| PASSAGE SHOWN |

-------------------------

I know. I know. You can hear it already. Can’t you?
I don’t know if it gives me a headache first or an upset belly, or if it really just breaks my heart. The excuses! Four words that give me the chills:
“Yeah. I know but..?”
Those four words, and every “But what If” following it are built on foundations of fear, insecurity, and a deep-rooted fundamental disbelief that you don’t actually deserve that angel on the other side. I think differently.
Truth? Call it pollyanna. But with everything that is going on in the world today, racism (I know. Still!) inequality, divisiveness, greed, gluttony, blame, neglect, and so on…I just refuse to believe that we don’t deserve better. I refuse to believe that this is our culmination. I believe that we deserve that angel on the other side. In fact I’ve seen it! It’s there!
I remember reading a story about a young man toiling away on a farm, day after day, only to end up being hurt. Was the injury a blessing? Of course not. Or wait. Was it? When the army came calling, to draft all young men to go to war, he didn’t have to go because he was injured. Oh my gosh! What a blessing. Right? Of course! He didn’t have to leave his family and go to war. But, as a result…did he literally miss his calling completely? Was he a brilliant leader that the world never got to see lead? Was he a budding civil engineer? Or, more importantly in my sappy heart, did he simply never get to meet Claire, the love of his life, as the US battled the Nazis in France?
The point is, so often so many of us stay where we are, in our circumstances, because we’re paralyzed by fear…fear of the unknown.
When I was young I was chronically afraid to just try. I gave up before my first attempt, often before even getting to my first attempt. Thankfully, deep shame, regret, and disappointment in myself for squandering so many opportunities broke me free from unhealthy and unserving habits.
In sharp contrast now, however…if “No” isn’t deeply rooted in the foundation of my decisions…If “No” isn’t supported by timeless principles and values…my answer is always an eager (yet somewhat nervous) YES!
So why, even after rationalizing and understanding everything above, do we continue to believe that God or the universe or both don’t have anything left in store for us other than more compromise, more sacrifice, more complacency, leaving us to drown in a sea of meh?
Why?
Fear.
I don’t want to disappoint people: My mom. My business partner. My husband. The people who helped me get to where I am today. My kids.
Um. Nobody likes to disappoint. Nobody. But swap your shoes for a moment. Walk in the shoes of a loved one as they look deeply into your eyes and your heart and soul. If people are disappointed in you for chasing your dreams, your joy, your passion, your life…shame on them! In fact…do they really love you? I know. That’s blunt! But if they don’t want that for you…
Do They Love You?
This isn’t speculative. It’s a fundamental principle. If someone truly loves you, they’ll be elated and inspired by your willingness to stop sitting behind a desk and start teaching surfing lessons to tourists in Costa Rica. In fact, they’ll probably come down and support you! Wouldn’t you do that for someone you loved? Heck! They might even reach out to a travel agent friend or a high school buddy in an effort to help get you connected in Central America! If they don’t. If they aren’t? They aren’t loving you. They’re needing you…for themselves. That’s a very, very different circumstance.

-------------------------

| THE EXERCISE |
In the passage above about fear, why was the young man in the farm story not required to go to war?

| STORED DATA |
-------------------------

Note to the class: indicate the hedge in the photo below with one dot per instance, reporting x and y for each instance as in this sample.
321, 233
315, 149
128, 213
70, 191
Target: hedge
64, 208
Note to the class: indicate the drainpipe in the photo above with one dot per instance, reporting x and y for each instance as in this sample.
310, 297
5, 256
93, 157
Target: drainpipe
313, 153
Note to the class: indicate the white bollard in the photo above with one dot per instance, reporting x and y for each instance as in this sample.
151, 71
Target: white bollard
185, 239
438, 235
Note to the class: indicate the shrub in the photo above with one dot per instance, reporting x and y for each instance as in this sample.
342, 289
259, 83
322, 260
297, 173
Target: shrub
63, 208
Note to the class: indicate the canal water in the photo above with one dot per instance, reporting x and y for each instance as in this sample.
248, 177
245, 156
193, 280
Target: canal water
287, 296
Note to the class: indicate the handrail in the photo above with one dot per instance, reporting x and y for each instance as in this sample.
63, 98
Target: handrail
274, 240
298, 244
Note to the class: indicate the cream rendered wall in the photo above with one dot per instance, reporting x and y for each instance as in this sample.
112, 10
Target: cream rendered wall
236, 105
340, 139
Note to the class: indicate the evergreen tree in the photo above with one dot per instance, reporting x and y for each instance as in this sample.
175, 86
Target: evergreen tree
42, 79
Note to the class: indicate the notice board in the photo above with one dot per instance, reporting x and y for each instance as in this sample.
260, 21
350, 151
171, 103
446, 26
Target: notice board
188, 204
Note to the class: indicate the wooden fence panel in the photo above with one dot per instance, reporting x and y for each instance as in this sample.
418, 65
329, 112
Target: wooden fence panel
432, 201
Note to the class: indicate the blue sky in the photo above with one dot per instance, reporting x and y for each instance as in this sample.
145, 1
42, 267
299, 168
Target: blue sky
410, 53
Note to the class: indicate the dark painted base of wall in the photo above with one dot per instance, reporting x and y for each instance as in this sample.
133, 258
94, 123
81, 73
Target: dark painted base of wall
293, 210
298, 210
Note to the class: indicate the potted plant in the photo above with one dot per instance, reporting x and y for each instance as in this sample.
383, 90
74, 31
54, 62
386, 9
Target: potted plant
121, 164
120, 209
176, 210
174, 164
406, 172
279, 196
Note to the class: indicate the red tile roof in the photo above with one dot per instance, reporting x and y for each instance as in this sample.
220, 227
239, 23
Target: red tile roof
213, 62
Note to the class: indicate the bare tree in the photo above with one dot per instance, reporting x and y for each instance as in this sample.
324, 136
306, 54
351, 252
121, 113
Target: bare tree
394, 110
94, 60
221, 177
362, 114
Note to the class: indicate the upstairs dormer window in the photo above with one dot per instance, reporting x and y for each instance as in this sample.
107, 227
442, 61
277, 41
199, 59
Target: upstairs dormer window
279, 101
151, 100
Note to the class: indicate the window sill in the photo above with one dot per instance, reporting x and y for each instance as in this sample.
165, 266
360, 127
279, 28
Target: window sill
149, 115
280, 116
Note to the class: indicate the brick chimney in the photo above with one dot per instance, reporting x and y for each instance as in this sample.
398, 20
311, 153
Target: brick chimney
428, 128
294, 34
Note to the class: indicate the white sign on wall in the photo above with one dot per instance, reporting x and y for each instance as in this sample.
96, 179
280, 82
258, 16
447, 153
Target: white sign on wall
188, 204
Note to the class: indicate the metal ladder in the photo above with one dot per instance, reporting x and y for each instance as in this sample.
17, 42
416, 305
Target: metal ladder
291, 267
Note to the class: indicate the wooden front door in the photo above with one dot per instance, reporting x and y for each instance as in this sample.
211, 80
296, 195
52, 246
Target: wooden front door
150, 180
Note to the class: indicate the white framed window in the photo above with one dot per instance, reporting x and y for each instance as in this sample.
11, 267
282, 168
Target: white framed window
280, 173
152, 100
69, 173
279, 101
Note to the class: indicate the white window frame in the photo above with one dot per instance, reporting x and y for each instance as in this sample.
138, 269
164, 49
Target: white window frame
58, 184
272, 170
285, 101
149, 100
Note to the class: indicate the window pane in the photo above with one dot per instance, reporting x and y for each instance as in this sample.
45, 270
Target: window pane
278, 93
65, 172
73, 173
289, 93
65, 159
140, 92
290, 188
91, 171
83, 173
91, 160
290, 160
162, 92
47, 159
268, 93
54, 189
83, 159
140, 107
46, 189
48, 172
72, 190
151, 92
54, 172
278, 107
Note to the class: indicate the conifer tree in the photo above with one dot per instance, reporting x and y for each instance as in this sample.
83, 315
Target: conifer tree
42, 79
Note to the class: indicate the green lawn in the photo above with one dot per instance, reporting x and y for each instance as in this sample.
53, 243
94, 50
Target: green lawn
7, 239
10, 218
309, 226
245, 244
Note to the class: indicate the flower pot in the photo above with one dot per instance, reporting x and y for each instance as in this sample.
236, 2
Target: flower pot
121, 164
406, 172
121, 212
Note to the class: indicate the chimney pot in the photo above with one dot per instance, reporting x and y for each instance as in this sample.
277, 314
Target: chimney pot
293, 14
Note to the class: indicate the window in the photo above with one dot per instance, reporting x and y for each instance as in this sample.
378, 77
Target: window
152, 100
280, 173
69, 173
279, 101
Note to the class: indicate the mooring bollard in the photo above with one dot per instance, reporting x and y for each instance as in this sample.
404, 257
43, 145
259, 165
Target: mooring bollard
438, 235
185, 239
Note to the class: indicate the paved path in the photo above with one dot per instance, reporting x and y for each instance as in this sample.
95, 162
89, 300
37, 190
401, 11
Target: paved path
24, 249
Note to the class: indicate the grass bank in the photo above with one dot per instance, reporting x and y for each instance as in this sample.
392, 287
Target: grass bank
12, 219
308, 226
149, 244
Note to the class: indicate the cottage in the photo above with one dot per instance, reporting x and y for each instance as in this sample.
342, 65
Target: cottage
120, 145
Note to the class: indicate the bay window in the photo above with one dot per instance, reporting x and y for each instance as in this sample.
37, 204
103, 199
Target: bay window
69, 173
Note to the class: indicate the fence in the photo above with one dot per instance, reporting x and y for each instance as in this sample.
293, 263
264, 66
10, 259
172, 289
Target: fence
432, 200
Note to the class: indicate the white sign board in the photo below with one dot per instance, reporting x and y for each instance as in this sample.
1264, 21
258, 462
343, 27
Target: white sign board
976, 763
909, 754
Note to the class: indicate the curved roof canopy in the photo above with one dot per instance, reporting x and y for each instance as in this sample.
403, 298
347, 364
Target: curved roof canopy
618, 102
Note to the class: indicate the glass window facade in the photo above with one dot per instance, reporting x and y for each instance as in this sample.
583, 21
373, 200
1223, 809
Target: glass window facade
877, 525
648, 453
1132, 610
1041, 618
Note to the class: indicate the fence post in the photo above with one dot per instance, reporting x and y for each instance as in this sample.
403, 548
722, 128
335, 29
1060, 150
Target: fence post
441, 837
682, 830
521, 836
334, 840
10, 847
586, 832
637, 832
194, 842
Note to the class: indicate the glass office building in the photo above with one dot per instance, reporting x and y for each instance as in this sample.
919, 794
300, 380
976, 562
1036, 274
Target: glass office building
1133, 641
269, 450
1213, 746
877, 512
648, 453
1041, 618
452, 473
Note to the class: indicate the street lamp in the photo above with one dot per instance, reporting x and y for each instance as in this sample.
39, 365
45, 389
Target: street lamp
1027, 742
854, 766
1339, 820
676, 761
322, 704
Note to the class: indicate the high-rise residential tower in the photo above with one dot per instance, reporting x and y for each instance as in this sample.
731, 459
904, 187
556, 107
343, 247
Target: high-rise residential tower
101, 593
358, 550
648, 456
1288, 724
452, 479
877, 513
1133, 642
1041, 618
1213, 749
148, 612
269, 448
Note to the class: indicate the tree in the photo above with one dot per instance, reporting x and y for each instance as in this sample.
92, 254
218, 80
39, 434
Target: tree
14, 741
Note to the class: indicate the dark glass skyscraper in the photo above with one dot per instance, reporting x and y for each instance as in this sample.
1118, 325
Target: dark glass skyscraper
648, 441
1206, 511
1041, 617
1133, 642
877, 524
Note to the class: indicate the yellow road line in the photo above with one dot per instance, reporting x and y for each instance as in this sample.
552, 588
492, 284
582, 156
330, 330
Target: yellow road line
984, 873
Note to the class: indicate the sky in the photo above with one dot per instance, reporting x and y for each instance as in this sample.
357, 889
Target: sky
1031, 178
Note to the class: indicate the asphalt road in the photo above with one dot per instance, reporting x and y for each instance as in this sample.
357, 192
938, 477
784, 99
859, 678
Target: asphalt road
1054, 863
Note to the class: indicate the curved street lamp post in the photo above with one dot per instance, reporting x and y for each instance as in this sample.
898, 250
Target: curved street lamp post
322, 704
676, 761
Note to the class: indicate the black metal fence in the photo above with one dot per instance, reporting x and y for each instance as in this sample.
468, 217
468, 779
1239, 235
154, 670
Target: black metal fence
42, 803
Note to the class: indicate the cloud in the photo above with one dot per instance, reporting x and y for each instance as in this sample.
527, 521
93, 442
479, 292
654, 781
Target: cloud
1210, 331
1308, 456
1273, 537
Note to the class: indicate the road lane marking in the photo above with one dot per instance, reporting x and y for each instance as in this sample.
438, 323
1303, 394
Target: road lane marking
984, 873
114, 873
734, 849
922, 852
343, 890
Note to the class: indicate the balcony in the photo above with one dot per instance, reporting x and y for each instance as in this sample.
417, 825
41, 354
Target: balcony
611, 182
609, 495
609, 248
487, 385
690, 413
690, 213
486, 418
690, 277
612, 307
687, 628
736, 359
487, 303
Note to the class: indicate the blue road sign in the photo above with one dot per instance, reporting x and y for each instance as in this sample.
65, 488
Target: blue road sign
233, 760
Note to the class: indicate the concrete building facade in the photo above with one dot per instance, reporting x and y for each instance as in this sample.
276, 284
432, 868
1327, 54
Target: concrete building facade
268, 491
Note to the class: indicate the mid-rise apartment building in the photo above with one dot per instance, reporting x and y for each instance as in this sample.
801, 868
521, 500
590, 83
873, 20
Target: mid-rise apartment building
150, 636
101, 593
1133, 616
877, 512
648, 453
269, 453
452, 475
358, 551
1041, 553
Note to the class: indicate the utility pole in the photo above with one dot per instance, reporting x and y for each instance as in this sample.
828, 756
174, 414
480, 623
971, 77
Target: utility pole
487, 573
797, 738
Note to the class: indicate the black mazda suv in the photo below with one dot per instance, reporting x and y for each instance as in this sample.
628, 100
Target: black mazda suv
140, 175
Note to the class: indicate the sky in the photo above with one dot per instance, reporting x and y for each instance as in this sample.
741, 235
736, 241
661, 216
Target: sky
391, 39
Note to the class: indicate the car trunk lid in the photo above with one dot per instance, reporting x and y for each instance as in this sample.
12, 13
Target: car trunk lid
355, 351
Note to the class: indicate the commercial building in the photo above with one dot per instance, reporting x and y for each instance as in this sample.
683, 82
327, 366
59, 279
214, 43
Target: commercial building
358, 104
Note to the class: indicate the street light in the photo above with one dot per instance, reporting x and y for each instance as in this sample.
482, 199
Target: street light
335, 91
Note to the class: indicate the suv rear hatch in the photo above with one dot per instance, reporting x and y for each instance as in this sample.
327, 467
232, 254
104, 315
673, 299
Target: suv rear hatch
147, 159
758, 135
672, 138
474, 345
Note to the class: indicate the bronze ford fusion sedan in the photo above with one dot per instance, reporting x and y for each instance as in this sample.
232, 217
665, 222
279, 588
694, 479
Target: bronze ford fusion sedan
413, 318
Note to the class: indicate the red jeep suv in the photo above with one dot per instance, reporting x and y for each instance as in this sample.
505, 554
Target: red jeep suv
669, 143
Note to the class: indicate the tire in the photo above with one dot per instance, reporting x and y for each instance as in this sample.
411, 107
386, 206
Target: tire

-------------------------

| OUTPUT OF THE EXERCISE |
He was injured.